- DESCRIPTION OF THE TASK:
Rewrite the lines from the start of the records through the line containing "372L1085 431L1085 5L12", putting "clear sky" in place of "blue sky" and keeping everything else the same. Omit the pictures.

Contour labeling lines
=-=-=
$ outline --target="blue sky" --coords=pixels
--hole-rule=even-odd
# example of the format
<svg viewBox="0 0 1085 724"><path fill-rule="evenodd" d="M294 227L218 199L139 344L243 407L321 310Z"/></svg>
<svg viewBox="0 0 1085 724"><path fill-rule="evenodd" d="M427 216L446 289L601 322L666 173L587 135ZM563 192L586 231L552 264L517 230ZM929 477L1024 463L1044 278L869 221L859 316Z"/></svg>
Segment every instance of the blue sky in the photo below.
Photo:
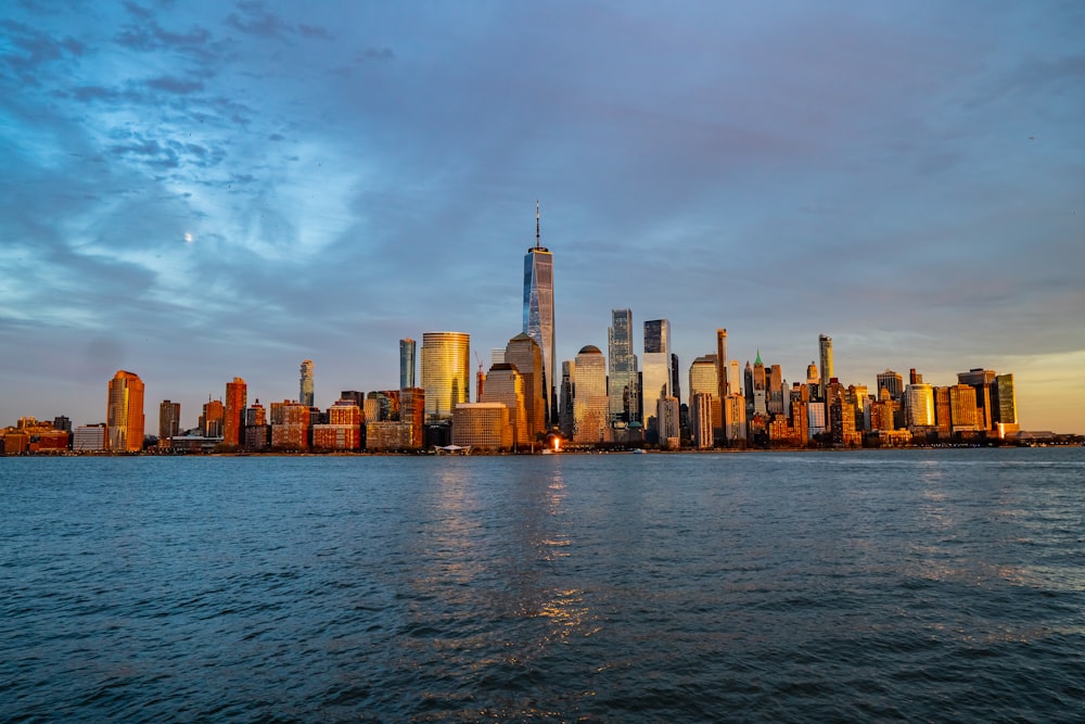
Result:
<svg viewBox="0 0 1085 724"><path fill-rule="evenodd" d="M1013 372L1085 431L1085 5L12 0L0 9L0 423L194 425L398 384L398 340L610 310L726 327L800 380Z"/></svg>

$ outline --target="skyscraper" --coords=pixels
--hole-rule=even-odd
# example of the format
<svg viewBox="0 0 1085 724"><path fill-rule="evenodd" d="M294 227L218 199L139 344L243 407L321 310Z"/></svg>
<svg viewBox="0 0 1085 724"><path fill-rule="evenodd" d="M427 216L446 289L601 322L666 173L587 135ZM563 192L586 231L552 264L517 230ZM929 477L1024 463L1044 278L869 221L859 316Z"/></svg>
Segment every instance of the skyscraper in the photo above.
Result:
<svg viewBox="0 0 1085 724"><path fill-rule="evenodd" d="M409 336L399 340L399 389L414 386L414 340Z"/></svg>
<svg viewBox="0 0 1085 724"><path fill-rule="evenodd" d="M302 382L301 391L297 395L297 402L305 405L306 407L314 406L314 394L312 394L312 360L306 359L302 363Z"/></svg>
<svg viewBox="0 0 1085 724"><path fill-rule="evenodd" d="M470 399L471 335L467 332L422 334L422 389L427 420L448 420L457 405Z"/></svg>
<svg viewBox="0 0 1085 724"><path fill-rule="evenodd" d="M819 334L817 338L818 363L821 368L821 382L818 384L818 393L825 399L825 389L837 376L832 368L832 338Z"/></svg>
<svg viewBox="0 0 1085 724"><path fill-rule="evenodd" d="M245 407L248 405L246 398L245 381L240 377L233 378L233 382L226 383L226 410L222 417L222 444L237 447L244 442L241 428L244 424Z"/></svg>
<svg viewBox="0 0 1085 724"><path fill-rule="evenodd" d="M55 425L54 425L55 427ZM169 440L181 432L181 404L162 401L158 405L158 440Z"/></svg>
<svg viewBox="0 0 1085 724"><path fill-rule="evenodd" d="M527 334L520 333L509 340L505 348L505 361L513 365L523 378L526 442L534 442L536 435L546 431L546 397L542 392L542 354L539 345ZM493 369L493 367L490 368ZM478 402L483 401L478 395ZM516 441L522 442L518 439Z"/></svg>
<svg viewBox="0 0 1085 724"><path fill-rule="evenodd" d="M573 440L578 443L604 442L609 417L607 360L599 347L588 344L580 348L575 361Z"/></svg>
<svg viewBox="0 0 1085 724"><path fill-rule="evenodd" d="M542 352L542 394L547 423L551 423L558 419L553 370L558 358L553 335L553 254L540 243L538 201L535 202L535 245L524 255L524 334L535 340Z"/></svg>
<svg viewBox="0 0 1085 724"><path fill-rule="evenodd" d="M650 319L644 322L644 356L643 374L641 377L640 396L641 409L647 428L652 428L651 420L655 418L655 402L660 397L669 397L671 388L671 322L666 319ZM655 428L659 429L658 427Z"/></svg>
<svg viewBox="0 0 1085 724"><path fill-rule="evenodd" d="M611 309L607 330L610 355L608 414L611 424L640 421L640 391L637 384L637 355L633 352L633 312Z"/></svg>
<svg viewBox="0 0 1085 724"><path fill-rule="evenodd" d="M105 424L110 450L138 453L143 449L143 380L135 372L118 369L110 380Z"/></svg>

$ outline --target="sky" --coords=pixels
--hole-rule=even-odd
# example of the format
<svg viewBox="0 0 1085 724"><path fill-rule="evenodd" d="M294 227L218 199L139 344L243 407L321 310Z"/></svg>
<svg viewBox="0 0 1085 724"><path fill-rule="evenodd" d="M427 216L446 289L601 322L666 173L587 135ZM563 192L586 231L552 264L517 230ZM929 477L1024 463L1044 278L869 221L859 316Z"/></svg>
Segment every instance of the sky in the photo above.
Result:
=-=-=
- REPLY:
$ outline --target="clear sky" --coords=pixels
--hole-rule=even-odd
# example of the format
<svg viewBox="0 0 1085 724"><path fill-rule="evenodd" d="M294 227L218 199L139 344L243 407L321 310Z"/></svg>
<svg viewBox="0 0 1085 724"><path fill-rule="evenodd" d="M427 216L446 289L601 322L666 173L587 135ZM563 192L586 231L552 264L517 230ZM929 477L1024 463L1044 278L869 221L859 316Z"/></svg>
Segment every instance of the clear sky in the photo below.
Photo:
Result:
<svg viewBox="0 0 1085 724"><path fill-rule="evenodd" d="M1013 372L1085 431L1085 5L12 0L0 9L0 423L194 425L398 384L398 340L610 310L726 327L800 380Z"/></svg>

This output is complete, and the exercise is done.